Outline labeling records
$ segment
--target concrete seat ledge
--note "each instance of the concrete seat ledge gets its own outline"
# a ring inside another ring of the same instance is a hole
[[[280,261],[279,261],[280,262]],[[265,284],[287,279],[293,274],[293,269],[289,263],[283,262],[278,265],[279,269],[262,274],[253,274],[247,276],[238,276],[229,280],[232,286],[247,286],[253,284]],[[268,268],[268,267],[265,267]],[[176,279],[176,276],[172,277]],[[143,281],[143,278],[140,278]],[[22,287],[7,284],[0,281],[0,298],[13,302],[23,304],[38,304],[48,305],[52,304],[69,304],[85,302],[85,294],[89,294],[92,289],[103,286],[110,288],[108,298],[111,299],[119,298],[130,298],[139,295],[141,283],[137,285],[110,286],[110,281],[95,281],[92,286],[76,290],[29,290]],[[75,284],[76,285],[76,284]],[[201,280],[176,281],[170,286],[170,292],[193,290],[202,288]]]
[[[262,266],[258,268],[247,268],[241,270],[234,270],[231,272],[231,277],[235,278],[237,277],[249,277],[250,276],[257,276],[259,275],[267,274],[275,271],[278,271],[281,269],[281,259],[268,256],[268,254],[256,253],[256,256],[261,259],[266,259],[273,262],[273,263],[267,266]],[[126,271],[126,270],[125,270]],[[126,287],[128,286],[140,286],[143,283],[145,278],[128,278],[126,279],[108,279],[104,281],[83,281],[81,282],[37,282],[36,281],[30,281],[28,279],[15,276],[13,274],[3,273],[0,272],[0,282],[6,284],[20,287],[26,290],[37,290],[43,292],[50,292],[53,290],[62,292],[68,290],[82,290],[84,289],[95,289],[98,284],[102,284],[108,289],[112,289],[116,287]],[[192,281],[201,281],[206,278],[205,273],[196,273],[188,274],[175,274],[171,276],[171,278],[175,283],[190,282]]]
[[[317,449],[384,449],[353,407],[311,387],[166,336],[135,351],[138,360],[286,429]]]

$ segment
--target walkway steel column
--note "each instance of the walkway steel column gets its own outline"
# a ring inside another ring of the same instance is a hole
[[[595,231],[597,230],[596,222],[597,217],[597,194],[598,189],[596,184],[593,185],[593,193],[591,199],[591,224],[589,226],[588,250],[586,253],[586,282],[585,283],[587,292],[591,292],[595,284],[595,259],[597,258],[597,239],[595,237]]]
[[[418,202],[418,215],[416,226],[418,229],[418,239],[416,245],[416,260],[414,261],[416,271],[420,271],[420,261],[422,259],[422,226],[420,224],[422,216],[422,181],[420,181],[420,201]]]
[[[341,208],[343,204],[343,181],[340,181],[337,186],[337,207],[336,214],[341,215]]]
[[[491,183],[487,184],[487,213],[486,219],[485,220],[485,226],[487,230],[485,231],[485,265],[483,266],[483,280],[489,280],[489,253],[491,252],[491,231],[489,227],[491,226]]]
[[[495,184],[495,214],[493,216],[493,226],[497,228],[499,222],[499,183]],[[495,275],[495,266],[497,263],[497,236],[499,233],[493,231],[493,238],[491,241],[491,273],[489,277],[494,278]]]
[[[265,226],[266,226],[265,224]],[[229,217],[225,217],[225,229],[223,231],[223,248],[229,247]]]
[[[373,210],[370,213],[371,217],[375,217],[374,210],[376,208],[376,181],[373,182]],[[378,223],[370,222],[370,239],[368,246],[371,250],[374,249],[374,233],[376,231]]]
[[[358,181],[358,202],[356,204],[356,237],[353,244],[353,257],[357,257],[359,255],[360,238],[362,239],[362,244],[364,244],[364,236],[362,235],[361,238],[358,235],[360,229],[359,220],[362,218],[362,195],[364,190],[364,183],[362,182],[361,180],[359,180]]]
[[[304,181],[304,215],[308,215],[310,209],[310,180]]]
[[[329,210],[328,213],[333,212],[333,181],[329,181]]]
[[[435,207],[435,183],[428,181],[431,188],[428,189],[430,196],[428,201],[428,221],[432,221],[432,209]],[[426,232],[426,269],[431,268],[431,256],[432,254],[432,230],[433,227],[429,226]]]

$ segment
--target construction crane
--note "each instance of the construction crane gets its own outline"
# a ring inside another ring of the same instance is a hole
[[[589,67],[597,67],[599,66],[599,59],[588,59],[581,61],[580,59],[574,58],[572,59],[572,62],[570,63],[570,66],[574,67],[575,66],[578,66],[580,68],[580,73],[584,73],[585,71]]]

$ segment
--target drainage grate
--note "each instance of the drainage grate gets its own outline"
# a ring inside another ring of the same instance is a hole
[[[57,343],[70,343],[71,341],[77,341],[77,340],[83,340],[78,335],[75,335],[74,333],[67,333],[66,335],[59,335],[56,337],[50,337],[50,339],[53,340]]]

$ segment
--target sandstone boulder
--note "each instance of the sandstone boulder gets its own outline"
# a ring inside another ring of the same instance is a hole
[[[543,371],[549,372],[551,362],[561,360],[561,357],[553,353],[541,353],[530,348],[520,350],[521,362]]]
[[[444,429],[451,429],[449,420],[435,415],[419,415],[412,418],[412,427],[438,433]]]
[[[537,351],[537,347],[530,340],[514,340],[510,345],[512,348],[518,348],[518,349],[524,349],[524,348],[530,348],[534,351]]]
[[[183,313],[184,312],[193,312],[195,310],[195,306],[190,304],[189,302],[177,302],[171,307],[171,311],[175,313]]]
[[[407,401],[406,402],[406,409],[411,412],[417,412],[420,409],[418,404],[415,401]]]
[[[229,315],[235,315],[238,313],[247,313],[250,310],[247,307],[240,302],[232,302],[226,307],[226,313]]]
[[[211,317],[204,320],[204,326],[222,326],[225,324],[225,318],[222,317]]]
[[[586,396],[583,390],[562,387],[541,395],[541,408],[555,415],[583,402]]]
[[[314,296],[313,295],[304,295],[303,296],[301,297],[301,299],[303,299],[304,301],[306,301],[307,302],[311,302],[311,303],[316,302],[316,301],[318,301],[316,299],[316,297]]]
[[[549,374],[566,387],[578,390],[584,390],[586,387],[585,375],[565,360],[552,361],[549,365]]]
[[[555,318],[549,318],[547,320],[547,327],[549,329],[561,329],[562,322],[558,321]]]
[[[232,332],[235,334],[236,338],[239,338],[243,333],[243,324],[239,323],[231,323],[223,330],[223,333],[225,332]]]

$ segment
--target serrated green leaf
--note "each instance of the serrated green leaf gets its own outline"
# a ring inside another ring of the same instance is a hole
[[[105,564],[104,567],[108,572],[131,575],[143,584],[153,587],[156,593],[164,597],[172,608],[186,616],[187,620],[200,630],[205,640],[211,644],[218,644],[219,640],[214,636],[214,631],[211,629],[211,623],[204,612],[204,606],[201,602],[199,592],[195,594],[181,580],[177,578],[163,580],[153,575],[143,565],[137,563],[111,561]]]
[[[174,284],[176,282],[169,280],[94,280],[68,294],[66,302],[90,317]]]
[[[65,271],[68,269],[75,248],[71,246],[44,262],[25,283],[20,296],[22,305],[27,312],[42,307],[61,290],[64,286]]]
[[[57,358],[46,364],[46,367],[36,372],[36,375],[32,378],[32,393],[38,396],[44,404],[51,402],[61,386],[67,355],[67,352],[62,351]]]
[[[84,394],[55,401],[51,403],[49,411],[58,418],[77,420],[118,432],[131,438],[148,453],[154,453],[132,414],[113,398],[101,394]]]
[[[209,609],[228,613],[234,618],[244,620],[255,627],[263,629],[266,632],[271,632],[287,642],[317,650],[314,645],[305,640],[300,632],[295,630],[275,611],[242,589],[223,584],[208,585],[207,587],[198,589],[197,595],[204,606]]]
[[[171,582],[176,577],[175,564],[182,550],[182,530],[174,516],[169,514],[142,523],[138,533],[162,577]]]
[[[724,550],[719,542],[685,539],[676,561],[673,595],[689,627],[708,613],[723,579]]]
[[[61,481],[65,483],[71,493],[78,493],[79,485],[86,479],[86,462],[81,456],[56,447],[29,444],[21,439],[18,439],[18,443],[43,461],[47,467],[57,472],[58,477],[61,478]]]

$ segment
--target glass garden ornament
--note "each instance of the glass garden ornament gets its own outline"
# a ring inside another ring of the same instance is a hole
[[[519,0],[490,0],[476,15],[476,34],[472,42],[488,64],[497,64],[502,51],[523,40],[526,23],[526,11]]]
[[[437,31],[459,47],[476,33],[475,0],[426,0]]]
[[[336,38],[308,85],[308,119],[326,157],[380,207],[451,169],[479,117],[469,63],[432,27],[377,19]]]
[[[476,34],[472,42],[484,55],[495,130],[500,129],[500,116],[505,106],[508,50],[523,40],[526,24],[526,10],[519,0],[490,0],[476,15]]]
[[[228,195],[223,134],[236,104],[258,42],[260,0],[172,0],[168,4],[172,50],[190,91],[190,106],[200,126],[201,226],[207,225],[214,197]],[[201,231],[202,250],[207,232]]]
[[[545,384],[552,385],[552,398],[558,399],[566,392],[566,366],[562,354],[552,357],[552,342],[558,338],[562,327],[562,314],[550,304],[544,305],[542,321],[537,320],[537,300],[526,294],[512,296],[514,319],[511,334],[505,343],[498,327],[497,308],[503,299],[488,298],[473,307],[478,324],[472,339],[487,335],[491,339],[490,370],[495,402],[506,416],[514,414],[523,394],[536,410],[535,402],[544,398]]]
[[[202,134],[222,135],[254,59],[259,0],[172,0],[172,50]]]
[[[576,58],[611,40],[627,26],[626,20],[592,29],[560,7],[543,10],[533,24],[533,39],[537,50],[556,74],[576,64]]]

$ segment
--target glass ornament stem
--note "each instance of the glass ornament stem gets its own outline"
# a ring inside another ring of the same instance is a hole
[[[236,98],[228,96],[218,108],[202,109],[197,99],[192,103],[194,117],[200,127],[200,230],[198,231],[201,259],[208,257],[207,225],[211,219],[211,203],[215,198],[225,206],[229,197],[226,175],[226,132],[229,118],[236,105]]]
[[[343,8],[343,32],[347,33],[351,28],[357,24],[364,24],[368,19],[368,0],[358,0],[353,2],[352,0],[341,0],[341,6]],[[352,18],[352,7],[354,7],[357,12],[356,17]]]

_Problem to solve_
Count the lines in the rows above that contain the string "walkway", with case taken into account. Reply with the number alone.

_Response to this exercise_
2